* **What this task involves**
Recast the records below as a numbered list, leaving out any blank lines.
+++++
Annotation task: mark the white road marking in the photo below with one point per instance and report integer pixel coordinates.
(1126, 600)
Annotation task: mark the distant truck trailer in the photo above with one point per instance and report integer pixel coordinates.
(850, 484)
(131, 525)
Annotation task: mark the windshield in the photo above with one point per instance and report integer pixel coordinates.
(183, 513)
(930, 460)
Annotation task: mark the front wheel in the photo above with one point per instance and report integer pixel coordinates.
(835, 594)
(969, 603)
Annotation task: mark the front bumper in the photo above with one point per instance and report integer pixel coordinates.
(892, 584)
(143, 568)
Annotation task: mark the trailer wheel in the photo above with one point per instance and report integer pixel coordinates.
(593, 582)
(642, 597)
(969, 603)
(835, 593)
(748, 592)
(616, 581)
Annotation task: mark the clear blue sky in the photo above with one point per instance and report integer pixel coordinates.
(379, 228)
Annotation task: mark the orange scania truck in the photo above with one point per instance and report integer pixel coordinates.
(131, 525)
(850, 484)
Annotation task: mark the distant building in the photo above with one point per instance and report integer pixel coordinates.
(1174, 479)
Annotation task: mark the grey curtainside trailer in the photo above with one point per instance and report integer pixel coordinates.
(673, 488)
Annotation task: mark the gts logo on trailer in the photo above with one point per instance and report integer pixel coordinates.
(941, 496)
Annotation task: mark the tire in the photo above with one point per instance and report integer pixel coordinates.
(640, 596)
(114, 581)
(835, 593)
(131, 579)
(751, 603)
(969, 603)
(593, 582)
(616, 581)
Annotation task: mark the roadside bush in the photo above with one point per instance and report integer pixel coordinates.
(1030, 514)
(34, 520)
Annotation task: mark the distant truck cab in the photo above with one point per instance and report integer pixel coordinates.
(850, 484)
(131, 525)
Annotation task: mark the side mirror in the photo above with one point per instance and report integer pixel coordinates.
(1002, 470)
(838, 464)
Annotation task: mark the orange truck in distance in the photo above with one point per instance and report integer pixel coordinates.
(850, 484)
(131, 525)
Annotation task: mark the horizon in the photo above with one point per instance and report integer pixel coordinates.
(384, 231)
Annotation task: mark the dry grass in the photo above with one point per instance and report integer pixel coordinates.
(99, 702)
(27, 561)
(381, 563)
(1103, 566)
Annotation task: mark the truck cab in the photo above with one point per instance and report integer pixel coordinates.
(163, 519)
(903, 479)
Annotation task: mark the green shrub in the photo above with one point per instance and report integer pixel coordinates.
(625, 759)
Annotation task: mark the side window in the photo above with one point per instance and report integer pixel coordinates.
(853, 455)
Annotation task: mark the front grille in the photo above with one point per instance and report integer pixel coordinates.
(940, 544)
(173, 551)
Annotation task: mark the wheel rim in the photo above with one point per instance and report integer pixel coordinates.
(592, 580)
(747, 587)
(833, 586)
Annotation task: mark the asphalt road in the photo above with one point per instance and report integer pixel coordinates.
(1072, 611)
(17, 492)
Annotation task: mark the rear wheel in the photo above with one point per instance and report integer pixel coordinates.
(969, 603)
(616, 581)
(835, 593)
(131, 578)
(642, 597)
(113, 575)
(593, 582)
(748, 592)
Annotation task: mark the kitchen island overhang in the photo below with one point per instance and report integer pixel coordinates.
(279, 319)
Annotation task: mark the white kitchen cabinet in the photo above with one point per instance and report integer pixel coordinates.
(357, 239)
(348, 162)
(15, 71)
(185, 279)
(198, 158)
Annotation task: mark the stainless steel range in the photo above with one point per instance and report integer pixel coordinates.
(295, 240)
+++++
* **Expected answer**
1. Annotation task: mark the white road marking in the photo below with one point per instance and report integer pixel coordinates.
2. (1126, 600)
3. Annotation task: mark the distant truck trailer in the photo above with one point per instance and report integer pixel coordinates.
4. (850, 484)
5. (131, 525)
6. Annotation task: mark the windshield in the photo above with one point per instance and report integer pixel coordinates.
7. (183, 513)
8. (930, 460)
9. Annotation task: mark the front wheel in the photo above with one point per instance and report integer pixel coordinates.
10. (835, 594)
11. (969, 603)
12. Annotation task: mark the front bumper in the photo above with one point per instance and report integer pixel coordinates.
13. (892, 584)
14. (143, 568)
15. Annotation task: mark the trailer wheel in the photo above with one point per instance and report integer pixel coordinates.
16. (593, 582)
17. (642, 597)
18. (969, 603)
19. (835, 593)
20. (748, 592)
21. (616, 581)
22. Annotation task: mark the clear blue sky in the photo above with one point per instance and report integer pixel coordinates.
23. (379, 228)
24. Annotation task: mark the orange scania truck in the photo above with one point per instance and report integer pixel coordinates.
25. (131, 525)
26. (850, 484)
27. Annotation task: mark the distant building in the photo above with one point per instance and report integer pixel coordinates.
28. (1174, 479)
29. Annotation task: mark the grey curtainside trailer in the photo above with one point per instance and report integer pixel coordinates.
30. (673, 488)
31. Annotation task: mark the gts logo on trailer in the photo above with one point per instance and report integer pixel coordinates.
32. (941, 496)
33. Annotation task: mark the tire in the photo above with one point per instance and report integer pixel coordinates.
34. (640, 596)
35. (114, 581)
36. (835, 593)
37. (131, 579)
38. (751, 603)
39. (969, 603)
40. (593, 582)
41. (616, 581)
42. Annotation task: mark the roadside bush in the photo above with one point per instance and report integer pixel coordinates.
43. (1030, 514)
44. (34, 520)
45. Annotation task: mark the distant truck cab in the photo above with one point per instance and report integer pixel coordinates.
46. (850, 484)
47. (131, 525)
48. Annotation task: mark the side mirror in the photo above with one point per instance and report integer pixel coordinates.
49. (1002, 470)
50. (838, 464)
51. Annotation task: mark the orange truck in distance in the photo above with one point per instance and report integer pixel coordinates.
52. (850, 484)
53. (131, 525)
54. Annotation task: mark the horizon in the photo above with one point per instance and report integer pixel coordinates.
55. (384, 231)
56. Annotation task: mark the dry grass in the photo above with one point per instance and report integer pixel coordinates.
57. (99, 702)
58. (27, 561)
59. (381, 563)
60. (1103, 566)
61. Annotation task: mark the truck cab in the photo above with one point per instance and report integer pixel coordinates.
62. (163, 519)
63. (903, 479)
64. Annotation task: mark the green shrub in the photo above with one point per instance and report integer pixel coordinates.
65. (625, 759)
66. Annotation task: mark the side window in the photo above with one point per instance and report integer pixel coordinates.
67. (853, 455)
68. Annotation task: mark the front grille in the photo above with one point per instance and report integer pixel coordinates.
69. (940, 544)
70. (173, 551)
71. Annotation task: mark the wheel rim in the photo above with one point per instance and report integer pixel coordinates.
72. (592, 580)
73. (747, 587)
74. (833, 586)
75. Annotation task: mark the asphalt road in the photo above with one point per instance and report integer pixel coordinates.
76. (1072, 611)
77. (17, 492)
78. Annotation task: mark the rear wheel in the photo above with one point per instance and report integer pixel coordinates.
79. (969, 603)
80. (616, 581)
81. (835, 593)
82. (131, 578)
83. (642, 597)
84. (113, 575)
85. (593, 582)
86. (748, 592)
87. Annotation task: mark the kitchen island overhang in the photo below with one point per instance and report integer pixel coordinates.
88. (279, 319)
89. Annotation task: mark the white kitchen cabinet in the photo above with one point per instance and report integer pixel coordinates.
90. (357, 239)
91. (348, 162)
92. (15, 71)
93. (185, 279)
94. (198, 158)
95. Annotation task: mark the stainless steel range in the photo above with one point per instance and report integer pixel coordinates.
96. (295, 240)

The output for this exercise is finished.